Extracted data entries:
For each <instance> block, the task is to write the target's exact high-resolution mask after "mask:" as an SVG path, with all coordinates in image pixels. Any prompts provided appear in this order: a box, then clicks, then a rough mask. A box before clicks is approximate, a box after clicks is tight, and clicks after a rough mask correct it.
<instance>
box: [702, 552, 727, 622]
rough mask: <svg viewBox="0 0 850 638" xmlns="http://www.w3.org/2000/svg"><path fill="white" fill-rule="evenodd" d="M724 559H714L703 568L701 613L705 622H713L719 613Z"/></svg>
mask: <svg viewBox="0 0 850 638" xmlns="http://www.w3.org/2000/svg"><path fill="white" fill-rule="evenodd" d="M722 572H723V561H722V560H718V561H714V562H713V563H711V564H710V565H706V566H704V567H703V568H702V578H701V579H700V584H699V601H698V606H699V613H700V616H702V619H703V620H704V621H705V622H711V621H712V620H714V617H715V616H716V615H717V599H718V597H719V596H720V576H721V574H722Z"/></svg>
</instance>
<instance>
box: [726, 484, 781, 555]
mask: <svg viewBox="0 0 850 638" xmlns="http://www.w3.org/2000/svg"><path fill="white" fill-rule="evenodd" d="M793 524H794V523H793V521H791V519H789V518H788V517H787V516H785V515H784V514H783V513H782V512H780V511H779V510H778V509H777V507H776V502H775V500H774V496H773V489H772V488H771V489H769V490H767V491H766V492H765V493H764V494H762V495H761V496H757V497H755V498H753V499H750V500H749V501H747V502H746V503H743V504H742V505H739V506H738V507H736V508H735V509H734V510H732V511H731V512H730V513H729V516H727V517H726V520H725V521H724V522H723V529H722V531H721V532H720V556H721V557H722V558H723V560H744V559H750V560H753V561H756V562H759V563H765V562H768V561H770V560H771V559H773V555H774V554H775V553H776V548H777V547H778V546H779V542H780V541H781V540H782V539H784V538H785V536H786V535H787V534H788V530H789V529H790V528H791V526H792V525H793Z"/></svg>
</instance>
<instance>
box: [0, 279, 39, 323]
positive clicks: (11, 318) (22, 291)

▸ What needs to be done
Every record must be output again with its wording unchanged.

▸ Problem solution
For each <instance> block, the task is to write the target's exact high-resolution mask after "mask:" as an SVG path, with all coordinates in image pixels. Any prompts provided appear in this order: a box, then clicks, then a rough mask. A box before clicks is approximate, a box after clicks is tight, and clicks after a rough mask correct it.
<instance>
box: [702, 552, 727, 622]
rough mask: <svg viewBox="0 0 850 638" xmlns="http://www.w3.org/2000/svg"><path fill="white" fill-rule="evenodd" d="M724 559H714L703 568L701 613L705 622H713L719 613Z"/></svg>
mask: <svg viewBox="0 0 850 638" xmlns="http://www.w3.org/2000/svg"><path fill="white" fill-rule="evenodd" d="M722 572H723V561H722V560H718V561H714V562H713V563H711V564H710V565H706V566H704V567H703V568H702V578H701V579H700V584H699V601H698V606H699V613H700V616H702V619H703V620H704V621H705V622H711V621H712V620H714V617H715V616H716V615H717V599H718V597H719V596H720V576H721V574H722Z"/></svg>
</instance>
<instance>
box: [726, 484, 781, 555]
mask: <svg viewBox="0 0 850 638" xmlns="http://www.w3.org/2000/svg"><path fill="white" fill-rule="evenodd" d="M793 524H794V523H793V521H791V519H789V518H788V517H787V516H785V515H784V514H783V513H782V512H780V511H779V510H778V509H777V507H776V502H775V500H774V496H773V489H772V488H771V489H769V490H767V491H766V492H765V493H764V494H762V495H761V496H757V497H755V498H753V499H750V500H749V501H747V502H746V503H743V504H742V505H739V506H738V507H736V508H735V509H734V510H732V511H731V512H730V513H729V516H727V517H726V520H725V521H724V522H723V529H722V531H721V532H720V556H721V557H722V558H723V560H744V559H750V560H753V561H756V562H759V563H765V562H768V561H770V560H771V559H773V555H774V554H775V553H776V548H777V547H778V546H779V542H780V541H781V540H782V539H784V538H785V536H786V535H787V534H788V530H789V529H790V528H791V526H792V525H793Z"/></svg>
</instance>
<instance>
box: [0, 279, 39, 323]
positive clicks: (11, 318) (22, 291)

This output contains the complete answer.